◆ SELECTED TEXT ◆
----------------
This is a pre-patch for the RPC multipath code. It sets up the storage in
struct rpc_clnt for the multipath code.

Signed-off-by: Trond Myklebust <[email protected]>
---
include/linux/sunrpc/clnt.h | 2 ++
net/sunrpc/auth_gss/auth_gss.c | 4 ++--
net/sunrpc/clnt.c | 32 +++++++++++++++++++++++++++++---
net/sunrpc/rpcb_clnt.c | 4 ++--
4 files changed, 35 insertions(+), 7 deletions(-)

diff --git a/include/linux/sunrpc/clnt.h b/include/linux/sunrpc/clnt.h
index 0c5c2cbe96c9..1713e41d65ae 100644
--- a/include/linux/sunrpc/clnt.h
+++ b/include/linux/sunrpc/clnt.h
@@ -25,6 +25,7 @@
#include <asm/signal.h>
#include <linux/path.h>
#include <net/ipv6.h>
+#include <linux/sunrpc/xprtmultipath.h>

struct rpc_inode;

@@ -67,6 +68,7 @@ struct rpc_clnt {
#if IS_ENABLED(CONFIG_SUNRPC_DEBUG)
struct dentry *cl_debugfs; /* debugfs directory */
#endif
+ struct rpc_xprt_iter cl_xpi;
};

/*
diff --git a/net/sunrpc/auth_gss/auth_gss.c b/net/sunrpc/auth_gss/auth_gss.c
index 799e65b944b9..3ce391cb80c4 100644
--- a/net/sunrpc/auth_gss/auth_gss.c
+++ b/net/sunrpc/auth_gss/auth_gss.c
@@ -1181,12 +1181,12 @@ static struct rpc_auth *
gss_create(struct rpc_auth_create_args *args, struct rpc_clnt *clnt)
{
struct gss_auth *gss_auth;
- struct rpc_xprt *xprt = rcu_access_pointer(clnt->cl_xprt);
+ struct rpc_xprt_switch *xps = rcu_access_pointer(clnt->cl_xpi.xpi_xpswitch);

while (clnt != clnt->cl_parent) {
struct rpc_clnt *parent = clnt->cl_parent;
/* Find the original parent for this transport */
- if (rcu_access_pointer(parent->cl_xprt) != xprt)
+ if (rcu_access_pointer(parent->cl_xpi.xpi_xpswitch) != xps)
break;
clnt = parent;
}
diff --git a/net/sunrpc/clnt.c b/net/sunrpc/clnt.c
index 2b4ad7aa40c6..625fb8a184c6 100644
--- a/net/sunrpc/clnt.c
+++ b/net/sunrpc/clnt.c
@@ -354,6 +354,7 @@ static void rpc_free_clid(struct rpc_clnt *clnt)
}

static struct rpc_clnt * rpc_new_client(const struct rpc_create_args *args,
+ struct rpc_xprt_switch *xps,
struct rpc_xprt *xprt,
struct rpc_clnt *parent)
----------------
◆ GIVEN MATERIAL ◆
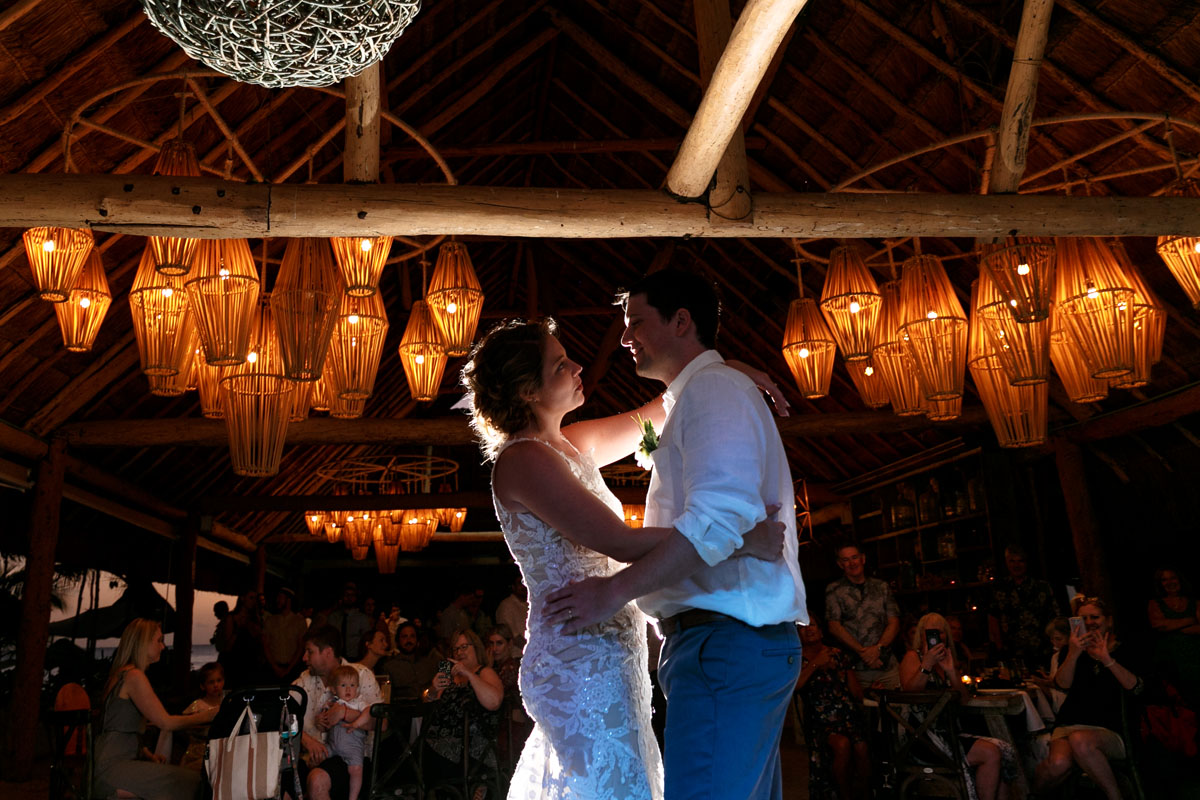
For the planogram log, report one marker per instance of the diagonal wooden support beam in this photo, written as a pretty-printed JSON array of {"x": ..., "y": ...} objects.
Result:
----------------
◆ WHAT YOU WILL DO ◆
1. Which files does the RPC multipath patch change, according to its summary of changed files?
2. Extend the RPC multipath patch, picking up right after its last line shown.

◆ REPLIES ◆
1.
include/linux/sunrpc/clnt.h
net/sunrpc/auth_gss/auth_gss.c
net/sunrpc/clnt.c
net/sunrpc/rpcb_clnt.c

2.
{
@@ -411,6 +412,8 @@ static struct rpc_clnt * rpc_new_client(const struct rpc_create_args *args,
}

rpc_clnt_set_transport(clnt, xprt, timeout);
+ xprt_iter_init(&clnt->cl_xpi, xps);
+ xprt_switch_put(xps);

clnt->cl_rtt = &clnt->cl_rtt_default;
rpc_init_rtt(&clnt->cl_rtt_default, clnt->cl_timeout->to_initval);
@@ -438,6 +441,7 @@ out_no_clid:
out_err:
rpciod_down();
out_no_rpciod:
+ xprt_switch_put(xps);
xprt_put(xprt);
return ERR_PTR(err);
}
@@ -446,8 +450,13 @@ struct rpc_clnt *rpc_create_xprt(struct rpc_create_args *args,
struct rpc_xprt *xprt)
{
struct rpc_clnt *clnt = NULL;
+ struct rpc_xprt_switch *xps;

- clnt = rpc_new_client(args, xprt, NULL);
+ xps = xprt_switch_alloc(xprt, GFP_KERNEL);
+ if (xps == NULL)
+ return ERR_PTR(-ENOMEM);
+
+ clnt = rpc_new_client(args, xps, xprt, NULL);
if (IS_ERR(clnt))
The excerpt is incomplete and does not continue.